Task to complete
Give as output the line that contains "of the interpretive", followed by every remaining line of the entries, unchanged and with nothing added.

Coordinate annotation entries

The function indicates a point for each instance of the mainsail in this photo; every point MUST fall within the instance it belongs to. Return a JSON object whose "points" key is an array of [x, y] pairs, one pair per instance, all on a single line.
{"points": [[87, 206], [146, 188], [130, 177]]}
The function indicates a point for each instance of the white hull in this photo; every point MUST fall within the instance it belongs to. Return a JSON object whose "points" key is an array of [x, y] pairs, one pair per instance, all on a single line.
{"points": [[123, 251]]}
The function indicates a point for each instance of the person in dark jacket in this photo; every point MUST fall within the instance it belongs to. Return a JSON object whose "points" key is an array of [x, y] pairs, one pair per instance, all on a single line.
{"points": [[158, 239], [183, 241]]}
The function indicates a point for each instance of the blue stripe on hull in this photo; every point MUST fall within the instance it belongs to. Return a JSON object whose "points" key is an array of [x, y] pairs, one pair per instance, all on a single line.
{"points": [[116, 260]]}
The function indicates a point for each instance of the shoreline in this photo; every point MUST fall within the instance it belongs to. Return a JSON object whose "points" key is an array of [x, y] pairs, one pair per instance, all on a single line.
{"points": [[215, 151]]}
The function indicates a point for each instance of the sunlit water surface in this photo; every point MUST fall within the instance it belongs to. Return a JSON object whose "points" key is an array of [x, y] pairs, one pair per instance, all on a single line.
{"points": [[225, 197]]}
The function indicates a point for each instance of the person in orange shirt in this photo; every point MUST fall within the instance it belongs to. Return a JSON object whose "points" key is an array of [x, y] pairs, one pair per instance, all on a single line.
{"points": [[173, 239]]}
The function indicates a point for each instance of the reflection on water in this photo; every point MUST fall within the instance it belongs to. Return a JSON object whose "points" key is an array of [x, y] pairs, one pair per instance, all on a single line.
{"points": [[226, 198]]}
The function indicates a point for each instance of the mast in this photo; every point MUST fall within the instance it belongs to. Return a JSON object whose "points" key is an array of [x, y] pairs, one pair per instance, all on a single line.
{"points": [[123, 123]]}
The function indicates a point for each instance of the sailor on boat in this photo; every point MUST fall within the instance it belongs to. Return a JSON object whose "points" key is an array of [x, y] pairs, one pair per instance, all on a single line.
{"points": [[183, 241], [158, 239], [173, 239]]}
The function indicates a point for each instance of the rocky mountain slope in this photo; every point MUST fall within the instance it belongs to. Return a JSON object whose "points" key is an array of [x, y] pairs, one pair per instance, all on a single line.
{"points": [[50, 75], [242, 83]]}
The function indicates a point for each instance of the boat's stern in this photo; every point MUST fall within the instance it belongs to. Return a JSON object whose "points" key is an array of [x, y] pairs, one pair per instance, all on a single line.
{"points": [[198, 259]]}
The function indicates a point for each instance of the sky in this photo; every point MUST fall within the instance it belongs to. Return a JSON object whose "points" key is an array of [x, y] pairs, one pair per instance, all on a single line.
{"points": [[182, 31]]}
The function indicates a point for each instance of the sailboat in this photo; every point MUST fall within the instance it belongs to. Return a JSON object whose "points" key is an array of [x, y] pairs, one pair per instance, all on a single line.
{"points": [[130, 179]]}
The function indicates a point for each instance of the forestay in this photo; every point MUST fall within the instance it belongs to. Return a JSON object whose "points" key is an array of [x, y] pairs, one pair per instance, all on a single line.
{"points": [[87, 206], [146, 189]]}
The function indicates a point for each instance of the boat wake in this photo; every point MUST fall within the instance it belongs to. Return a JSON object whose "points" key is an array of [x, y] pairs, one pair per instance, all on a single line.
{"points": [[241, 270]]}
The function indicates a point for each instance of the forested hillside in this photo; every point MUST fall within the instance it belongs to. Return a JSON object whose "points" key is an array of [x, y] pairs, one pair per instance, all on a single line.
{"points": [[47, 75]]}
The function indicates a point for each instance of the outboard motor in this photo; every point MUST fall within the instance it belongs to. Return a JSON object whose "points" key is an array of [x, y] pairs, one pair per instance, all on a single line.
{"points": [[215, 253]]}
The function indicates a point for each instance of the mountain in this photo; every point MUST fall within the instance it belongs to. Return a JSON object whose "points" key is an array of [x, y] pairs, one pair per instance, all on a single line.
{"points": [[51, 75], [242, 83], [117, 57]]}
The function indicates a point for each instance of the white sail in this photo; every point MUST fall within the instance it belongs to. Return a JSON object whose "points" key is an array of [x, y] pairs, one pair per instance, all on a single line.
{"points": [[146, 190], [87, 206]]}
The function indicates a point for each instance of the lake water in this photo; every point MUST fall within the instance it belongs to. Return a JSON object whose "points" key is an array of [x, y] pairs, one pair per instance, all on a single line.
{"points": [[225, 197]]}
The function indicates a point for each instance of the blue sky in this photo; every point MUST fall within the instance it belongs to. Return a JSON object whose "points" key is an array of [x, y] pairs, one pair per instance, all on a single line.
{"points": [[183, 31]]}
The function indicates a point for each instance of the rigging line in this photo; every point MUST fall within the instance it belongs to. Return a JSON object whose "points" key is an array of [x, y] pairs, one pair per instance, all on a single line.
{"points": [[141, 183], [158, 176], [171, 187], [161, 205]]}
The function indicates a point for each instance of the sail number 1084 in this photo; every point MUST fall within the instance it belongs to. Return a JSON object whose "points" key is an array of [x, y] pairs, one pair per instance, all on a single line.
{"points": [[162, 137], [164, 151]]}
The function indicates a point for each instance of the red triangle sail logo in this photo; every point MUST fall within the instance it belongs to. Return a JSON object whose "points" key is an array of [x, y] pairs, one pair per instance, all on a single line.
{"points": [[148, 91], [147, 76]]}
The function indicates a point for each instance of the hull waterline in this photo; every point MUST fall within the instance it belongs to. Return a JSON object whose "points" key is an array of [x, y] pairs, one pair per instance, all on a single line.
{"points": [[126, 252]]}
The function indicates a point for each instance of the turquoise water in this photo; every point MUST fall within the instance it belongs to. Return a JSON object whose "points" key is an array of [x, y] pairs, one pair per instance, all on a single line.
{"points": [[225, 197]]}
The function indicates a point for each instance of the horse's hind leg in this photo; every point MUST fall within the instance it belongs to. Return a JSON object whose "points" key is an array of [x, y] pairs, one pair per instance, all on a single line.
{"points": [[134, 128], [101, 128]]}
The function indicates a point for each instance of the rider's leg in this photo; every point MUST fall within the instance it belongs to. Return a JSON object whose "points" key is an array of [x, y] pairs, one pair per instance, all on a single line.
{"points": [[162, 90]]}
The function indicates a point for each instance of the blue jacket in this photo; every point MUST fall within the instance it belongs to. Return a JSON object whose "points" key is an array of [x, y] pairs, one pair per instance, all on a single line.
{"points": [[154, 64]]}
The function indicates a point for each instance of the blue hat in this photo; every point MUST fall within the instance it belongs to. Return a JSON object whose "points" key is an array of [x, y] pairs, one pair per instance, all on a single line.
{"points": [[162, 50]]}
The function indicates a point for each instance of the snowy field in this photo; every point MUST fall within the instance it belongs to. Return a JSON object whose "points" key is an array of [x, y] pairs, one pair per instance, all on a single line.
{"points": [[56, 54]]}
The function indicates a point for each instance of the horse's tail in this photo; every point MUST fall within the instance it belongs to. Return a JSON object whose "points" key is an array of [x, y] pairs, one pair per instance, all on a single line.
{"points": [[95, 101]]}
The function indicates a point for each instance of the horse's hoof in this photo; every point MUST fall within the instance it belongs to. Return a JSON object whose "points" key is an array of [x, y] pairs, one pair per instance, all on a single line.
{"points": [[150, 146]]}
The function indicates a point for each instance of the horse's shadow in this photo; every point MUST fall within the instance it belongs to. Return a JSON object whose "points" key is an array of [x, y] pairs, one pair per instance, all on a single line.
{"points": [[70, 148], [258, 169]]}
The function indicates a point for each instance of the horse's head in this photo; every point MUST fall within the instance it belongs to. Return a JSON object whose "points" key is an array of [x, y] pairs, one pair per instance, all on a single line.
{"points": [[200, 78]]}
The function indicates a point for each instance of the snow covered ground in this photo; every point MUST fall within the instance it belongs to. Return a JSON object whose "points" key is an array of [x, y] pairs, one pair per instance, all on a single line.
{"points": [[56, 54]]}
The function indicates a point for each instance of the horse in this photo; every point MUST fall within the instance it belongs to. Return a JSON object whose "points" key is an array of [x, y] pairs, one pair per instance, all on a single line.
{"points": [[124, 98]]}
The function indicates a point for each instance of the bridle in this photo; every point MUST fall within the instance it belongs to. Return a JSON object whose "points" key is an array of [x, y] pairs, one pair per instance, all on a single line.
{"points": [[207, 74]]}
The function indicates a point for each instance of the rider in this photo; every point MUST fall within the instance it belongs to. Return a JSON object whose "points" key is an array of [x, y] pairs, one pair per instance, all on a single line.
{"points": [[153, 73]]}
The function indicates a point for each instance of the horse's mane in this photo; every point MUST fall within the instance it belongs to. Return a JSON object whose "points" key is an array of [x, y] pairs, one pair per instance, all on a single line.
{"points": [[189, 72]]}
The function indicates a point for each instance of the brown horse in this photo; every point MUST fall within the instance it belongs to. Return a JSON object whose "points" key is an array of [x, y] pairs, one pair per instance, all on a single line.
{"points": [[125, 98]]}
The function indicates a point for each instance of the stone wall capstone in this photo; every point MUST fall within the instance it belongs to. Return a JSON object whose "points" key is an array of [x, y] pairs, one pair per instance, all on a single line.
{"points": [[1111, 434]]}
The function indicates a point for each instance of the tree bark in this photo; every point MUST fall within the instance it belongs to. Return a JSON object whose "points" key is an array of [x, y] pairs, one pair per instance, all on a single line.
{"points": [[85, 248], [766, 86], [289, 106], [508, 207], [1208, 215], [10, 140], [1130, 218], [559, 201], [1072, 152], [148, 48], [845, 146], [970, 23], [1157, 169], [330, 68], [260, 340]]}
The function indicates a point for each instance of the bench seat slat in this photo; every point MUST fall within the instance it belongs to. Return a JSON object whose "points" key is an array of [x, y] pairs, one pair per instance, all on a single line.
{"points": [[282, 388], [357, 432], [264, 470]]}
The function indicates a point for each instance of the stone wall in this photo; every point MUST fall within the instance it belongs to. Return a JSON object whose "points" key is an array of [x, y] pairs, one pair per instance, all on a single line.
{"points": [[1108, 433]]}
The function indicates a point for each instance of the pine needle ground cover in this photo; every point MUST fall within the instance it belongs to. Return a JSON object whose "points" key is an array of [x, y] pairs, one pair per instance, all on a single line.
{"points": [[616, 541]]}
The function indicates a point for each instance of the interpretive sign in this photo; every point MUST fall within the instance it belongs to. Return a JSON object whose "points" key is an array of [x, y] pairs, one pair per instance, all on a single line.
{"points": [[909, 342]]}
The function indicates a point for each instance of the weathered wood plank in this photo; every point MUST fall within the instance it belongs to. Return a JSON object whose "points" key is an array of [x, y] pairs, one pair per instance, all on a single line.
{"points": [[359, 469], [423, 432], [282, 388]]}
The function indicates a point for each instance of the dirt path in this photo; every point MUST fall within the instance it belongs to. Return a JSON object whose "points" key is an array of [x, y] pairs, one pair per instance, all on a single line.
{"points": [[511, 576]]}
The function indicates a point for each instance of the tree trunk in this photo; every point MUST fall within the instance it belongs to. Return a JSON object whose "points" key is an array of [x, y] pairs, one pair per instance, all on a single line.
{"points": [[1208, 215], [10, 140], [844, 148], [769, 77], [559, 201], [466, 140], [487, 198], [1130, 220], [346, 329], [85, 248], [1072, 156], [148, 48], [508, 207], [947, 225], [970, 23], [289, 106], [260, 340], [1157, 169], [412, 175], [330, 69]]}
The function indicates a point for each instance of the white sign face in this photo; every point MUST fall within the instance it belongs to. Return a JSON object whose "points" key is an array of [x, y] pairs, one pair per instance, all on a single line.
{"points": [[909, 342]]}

Finished answer
The function indicates a point for each instance of the interpretive sign in this photo; every point MUST fall within the instance it belongs to. Return a JSON object whose "points" key is an array of [x, y] pairs, one pair per instance, all on a single line.
{"points": [[909, 342]]}
The function indicates a point for each instance of the weathered wood plank in this photo; every point MUST fall within the instance it belongs to. Return a JSON object whose "points" key is an array of [x, y] pairs, one pair per instance, all on a single line.
{"points": [[359, 469], [423, 432], [282, 388]]}
The function indicates a point for each instance of the dirt path in this photo; every point MUST fall within the instance it belongs to. Return a JSON object whose "points" key is an array of [x, y] pairs, one pair per instance, all on a single line.
{"points": [[511, 576]]}
The function indicates a point for each instance of the tree trunk in this photo; every point MUST fall within the instance it belongs to. Return a JSON object whose "points" key is an array of [x, y] pairs, one pair per instance, all on a single line.
{"points": [[1208, 215], [10, 140], [844, 148], [769, 77], [559, 201], [466, 140], [487, 198], [1130, 220], [346, 329], [85, 248], [1072, 156], [148, 48], [508, 207], [947, 225], [970, 23], [289, 106], [260, 340], [1157, 169], [412, 175], [330, 69]]}
The function indicates a point for each instance of the white sign face in this photo; every point MUST fall within the instance it belongs to. Return a JSON object whose "points" key is an array of [x, y] pairs, one pair per instance, all on a single line.
{"points": [[909, 342]]}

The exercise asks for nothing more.